THE REQUEST
Repeat the listing below word for word, from its first line up to and including the line with "column 972, row 738".

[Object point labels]
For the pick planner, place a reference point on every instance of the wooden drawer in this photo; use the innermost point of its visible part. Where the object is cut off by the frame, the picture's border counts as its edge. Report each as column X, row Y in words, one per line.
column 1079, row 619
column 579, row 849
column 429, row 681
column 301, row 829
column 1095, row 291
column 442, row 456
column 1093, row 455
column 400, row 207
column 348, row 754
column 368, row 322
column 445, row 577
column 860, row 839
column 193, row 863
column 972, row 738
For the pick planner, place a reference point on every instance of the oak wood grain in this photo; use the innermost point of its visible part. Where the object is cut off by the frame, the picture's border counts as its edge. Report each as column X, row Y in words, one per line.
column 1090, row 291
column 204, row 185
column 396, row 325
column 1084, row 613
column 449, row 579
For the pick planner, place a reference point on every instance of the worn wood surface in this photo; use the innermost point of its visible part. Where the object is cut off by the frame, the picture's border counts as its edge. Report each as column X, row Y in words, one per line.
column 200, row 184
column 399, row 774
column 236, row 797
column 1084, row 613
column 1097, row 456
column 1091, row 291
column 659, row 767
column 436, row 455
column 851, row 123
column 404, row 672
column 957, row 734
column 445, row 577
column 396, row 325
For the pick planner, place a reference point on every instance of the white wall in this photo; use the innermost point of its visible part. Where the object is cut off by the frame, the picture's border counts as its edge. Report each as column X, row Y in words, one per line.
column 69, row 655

RESPONSE TO THIS TASK
For the pick planner, place a reference point on every instance of the wooden drawer in this photo; use the innermost point of its visible part. Where the object is cut off by the frame, the picture's border counts as its edge. Report each as column X, row Y in words, one per line.
column 1079, row 619
column 579, row 849
column 429, row 681
column 301, row 829
column 1095, row 291
column 442, row 456
column 1093, row 455
column 400, row 207
column 348, row 754
column 368, row 322
column 445, row 577
column 860, row 839
column 193, row 863
column 972, row 738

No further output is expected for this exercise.